* _Reading passage_:

▬▬▬▬▬▬▬▬▬▬

Nothing is permanent, so everything is precious. Here’s a selection of some happenings—fleeting or otherwise—in the Buddhist world this week.

Number of American Meditators Triples

The number of Americans who meditate more than tripled in five years, according to a government report. A 2012 survey by the Centers for Disease Control and Prevention found that 4 percent of the participants had meditated that year. But in 2017, the percentage of meditators jumped to 14.3. For children, the increase was even more dramatic—from less than 1 percent in 2012 to 5 percent 2017. Over the same period, the number of people who practice yoga increased by 55 percent, notes.

Dalai Lama Suggests Pope-like Selection of Successor

His Holiness the 14th Dalai Lama has suggested that his successor could be picked from other high-ranking lamas, similar to how the pope is selected, rather than by the traditional process of identifying a reincarnation, the Japanese Mainichi Shimbun newspaper reports. “The kind of pope system is . . . possible—to choose among the high lama, or high scholars,” the Dalai Lama, 83, said in an interview with the paper, adding that he may name his own successor. The Dalai Lama is traditionally identified by the Panchen Lama, who is, in turn, recognized by the Dalai Lama. But in 1995, Chinese authorities arrested the 11th Panchen Lama, who was six years old at the time, and have kept him in their custody ever since. In April, the Dalai Lama said he had seen proof that the Panchen Lama was still alive. The Dalai Lama often expresses concern that the Chinese government will use the Panchen Lama to designate their own Dalai Lama in an attempt to stifle the spiritual leader’s advocacy for Tibetan independence. He has signaled that he may choose not to reincarnate at all—and this latest statement may indicate his intention to choose a successor through more secular means.

▬▬▬▬▬▬▬▬▬▬

* _Excerpted data_:

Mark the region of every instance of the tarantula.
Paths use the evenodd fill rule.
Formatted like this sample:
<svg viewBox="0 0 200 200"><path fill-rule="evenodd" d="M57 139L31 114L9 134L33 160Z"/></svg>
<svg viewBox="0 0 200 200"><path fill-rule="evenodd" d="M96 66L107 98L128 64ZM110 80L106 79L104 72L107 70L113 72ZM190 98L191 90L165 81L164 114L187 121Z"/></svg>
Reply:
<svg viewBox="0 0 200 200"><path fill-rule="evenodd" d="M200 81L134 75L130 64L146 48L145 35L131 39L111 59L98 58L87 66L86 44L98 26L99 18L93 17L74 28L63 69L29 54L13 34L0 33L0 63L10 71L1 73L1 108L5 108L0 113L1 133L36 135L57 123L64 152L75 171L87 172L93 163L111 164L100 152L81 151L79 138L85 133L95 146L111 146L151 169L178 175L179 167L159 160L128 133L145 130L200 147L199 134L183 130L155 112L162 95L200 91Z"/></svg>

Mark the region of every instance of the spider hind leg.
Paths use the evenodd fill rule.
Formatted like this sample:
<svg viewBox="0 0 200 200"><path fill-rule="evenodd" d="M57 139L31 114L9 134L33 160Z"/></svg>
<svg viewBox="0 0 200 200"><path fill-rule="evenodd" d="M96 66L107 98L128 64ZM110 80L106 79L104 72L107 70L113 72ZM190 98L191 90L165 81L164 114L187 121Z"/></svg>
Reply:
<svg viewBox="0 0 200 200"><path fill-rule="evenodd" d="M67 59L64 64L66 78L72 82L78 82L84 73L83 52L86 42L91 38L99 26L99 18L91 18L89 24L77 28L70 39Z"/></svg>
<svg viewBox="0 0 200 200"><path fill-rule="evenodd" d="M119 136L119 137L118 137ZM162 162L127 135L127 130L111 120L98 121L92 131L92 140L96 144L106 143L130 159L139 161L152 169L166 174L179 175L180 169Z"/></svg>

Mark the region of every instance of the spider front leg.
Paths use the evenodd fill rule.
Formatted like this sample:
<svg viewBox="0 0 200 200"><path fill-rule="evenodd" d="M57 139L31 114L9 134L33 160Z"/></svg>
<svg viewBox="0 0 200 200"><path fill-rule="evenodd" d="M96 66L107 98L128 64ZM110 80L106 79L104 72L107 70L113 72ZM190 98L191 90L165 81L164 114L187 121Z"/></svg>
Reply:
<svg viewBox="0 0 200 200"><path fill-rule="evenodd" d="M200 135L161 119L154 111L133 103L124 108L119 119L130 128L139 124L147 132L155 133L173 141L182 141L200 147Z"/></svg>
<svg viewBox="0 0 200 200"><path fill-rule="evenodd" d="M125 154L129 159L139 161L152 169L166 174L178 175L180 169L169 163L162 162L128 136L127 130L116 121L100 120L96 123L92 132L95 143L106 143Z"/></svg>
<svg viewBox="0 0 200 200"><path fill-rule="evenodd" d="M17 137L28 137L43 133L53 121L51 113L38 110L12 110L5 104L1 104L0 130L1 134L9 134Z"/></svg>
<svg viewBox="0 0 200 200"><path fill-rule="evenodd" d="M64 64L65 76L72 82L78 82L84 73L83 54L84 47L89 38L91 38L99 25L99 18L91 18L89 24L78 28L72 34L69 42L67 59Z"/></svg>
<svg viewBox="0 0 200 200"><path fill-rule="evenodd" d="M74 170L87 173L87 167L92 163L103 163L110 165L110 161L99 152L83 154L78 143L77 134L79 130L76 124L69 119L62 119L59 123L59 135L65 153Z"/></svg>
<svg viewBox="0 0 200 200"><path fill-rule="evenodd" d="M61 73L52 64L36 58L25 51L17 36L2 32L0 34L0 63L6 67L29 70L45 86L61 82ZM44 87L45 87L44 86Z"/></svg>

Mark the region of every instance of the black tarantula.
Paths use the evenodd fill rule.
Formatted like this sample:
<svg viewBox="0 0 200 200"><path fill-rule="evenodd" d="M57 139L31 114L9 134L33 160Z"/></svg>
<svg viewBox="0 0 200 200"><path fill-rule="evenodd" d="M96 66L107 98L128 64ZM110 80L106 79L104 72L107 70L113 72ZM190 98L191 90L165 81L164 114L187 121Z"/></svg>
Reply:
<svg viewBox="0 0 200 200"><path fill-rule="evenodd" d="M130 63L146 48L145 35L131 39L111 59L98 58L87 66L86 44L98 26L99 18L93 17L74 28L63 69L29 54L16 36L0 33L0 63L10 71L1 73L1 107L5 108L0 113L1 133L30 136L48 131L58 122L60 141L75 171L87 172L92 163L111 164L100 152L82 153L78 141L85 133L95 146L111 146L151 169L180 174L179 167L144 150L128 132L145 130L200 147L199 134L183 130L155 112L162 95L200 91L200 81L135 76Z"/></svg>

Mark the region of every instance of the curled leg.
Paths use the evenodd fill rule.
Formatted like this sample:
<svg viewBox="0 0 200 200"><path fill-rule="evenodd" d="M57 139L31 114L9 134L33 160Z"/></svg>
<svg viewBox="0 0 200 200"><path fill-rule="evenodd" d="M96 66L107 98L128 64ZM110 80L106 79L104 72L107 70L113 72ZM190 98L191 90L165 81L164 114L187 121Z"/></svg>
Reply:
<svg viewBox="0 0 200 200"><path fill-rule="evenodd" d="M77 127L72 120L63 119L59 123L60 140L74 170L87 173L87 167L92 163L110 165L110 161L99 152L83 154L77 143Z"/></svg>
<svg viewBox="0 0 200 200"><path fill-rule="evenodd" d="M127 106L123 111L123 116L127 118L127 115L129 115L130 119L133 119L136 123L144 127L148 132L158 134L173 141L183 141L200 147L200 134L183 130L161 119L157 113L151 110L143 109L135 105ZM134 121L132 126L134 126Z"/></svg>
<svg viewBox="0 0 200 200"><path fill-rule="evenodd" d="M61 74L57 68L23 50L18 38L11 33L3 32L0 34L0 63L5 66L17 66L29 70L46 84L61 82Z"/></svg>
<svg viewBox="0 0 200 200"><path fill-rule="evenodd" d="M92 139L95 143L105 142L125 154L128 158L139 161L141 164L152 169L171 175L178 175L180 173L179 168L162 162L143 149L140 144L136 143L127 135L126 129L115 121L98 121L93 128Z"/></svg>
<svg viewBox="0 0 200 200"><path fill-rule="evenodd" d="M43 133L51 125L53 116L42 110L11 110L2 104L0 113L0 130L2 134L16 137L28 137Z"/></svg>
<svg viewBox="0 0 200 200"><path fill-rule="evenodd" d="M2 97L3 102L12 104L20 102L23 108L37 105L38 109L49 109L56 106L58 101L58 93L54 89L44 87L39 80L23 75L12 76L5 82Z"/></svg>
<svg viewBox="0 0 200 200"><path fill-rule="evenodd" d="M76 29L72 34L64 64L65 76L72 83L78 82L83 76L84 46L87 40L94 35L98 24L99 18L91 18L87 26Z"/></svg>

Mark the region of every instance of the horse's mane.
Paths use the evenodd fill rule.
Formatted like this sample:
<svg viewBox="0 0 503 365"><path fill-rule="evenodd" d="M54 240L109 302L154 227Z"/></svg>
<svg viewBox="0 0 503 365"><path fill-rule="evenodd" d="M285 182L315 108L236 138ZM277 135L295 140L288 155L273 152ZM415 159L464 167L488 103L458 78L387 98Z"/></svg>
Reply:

▬▬▬▬▬▬▬▬▬▬

* _Tasks to perform_:
1 > Restate the Buddhist news roundup from "The number of Americans" up to and including "55 percent, notes.", putting "poll" in place of "survey".
2 > Decide whether each statement below agrees with the Buddhist news roundup, answering yes or no and quoting the deciding words of the roundup. (a) The Centers for Disease Control and Prevention carried out the 2012 survey. (b) The 11th Panchen Lama was ten years old when Chinese authorities arrested him. (c) The Dalai Lama spoke about a pope-like selection in an interview with a Japanese newspaper.

* _Task answers_:
1 >
The number of Americans who meditate more than tripled in five years, according to a government report. A 2012 poll by the Centers for Disease Control and Prevention found that 4 percent of the participants had meditated that year. But in 2017, the percentage of meditators jumped to 14.3. For children, the increase was even more dramatic—from less than 1 percent in 2012 to 5 percent 2017. Over the same period, the number of people who practice yoga increased by 55 percent, notes.

2 >
(a) Yes: "A 2012 survey by the Centers for Disease Control and Prevention found that 4 percent of the participants had meditated that year."
(b) No: "who was six years old at the time"
(c) Yes: "the Japanese Mainichi Shimbun newspaper reports" and "said in an interview with the paper"